[Records from a point labeling set]
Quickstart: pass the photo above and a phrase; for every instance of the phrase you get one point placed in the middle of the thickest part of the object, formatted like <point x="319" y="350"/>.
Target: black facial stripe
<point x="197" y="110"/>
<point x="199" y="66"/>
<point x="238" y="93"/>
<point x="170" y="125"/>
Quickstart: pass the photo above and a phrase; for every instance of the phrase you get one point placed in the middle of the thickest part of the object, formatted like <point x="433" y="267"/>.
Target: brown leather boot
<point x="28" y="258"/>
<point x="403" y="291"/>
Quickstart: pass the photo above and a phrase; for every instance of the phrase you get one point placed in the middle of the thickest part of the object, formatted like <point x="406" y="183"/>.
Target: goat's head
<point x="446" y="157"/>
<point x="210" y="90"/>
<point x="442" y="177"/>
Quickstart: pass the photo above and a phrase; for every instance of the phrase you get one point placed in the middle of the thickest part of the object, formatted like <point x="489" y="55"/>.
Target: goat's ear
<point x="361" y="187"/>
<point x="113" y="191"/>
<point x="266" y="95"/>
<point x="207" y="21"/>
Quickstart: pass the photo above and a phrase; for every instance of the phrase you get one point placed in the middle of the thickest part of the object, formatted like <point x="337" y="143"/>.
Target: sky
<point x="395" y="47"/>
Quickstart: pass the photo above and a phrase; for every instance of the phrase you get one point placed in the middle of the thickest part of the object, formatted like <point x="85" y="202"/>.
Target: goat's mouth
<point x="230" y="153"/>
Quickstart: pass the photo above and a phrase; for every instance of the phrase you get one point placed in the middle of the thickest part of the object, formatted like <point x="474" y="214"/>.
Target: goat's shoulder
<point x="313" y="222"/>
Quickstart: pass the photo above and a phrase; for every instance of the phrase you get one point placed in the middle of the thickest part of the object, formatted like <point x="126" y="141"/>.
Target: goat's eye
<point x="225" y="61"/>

* [EXERCISE] Using the listing above, please repeat every entry exactly.

* [COMPLETED EXERCISE]
Quickstart: pass the photo above and a phrase; for every instance of the phrase you get one point placed in the middle of the thickest part of the object, formatted like <point x="319" y="350"/>.
Target: black facial stripe
<point x="197" y="110"/>
<point x="199" y="66"/>
<point x="238" y="93"/>
<point x="170" y="125"/>
Quickstart: pass the photo above and a phrase; for every instance of the phrase you get one point placed in the middle of the thickest part of the object, formatted like <point x="433" y="267"/>.
Target: brown leather boot
<point x="28" y="258"/>
<point x="403" y="291"/>
Quickstart: pass the photo above and a phrase; for every instance of the phrase you get one point placed in the middle of the thickest part of the object, formatted like <point x="406" y="183"/>.
Target: goat's head
<point x="446" y="157"/>
<point x="210" y="90"/>
<point x="442" y="177"/>
Quickstart: pass the photo above and a phrase; for every instance of the phrase you get one point placed in the middle of the thickest part of the object, formatted like <point x="489" y="55"/>.
Target: goat's ear
<point x="361" y="187"/>
<point x="113" y="191"/>
<point x="266" y="95"/>
<point x="207" y="21"/>
Quickstart: pass the photo above and a phrase; for every instance of the phrase you get one point placed in the middle of the thickest part of the object, formatted like <point x="337" y="143"/>.
Target: sky
<point x="395" y="47"/>
Quickstart: pass the photo above and a phrase; for every instance of the phrase you get one point placed in the middle of the thickest part of the object, formatted like <point x="85" y="202"/>.
Target: goat's mouth
<point x="230" y="153"/>
Quickstart: pass the photo above and a phrase; for every instance of the phrase you get one point placed in the middle of the thickest part of the object, formatted like <point x="474" y="214"/>.
Target: goat's shoulder
<point x="313" y="222"/>
Quickstart: pass the photo above and a phrase; for every instance of the phrase you get one point placed in the middle of the thickest part of the object, formatted like <point x="126" y="141"/>.
Target: goat's eye
<point x="225" y="61"/>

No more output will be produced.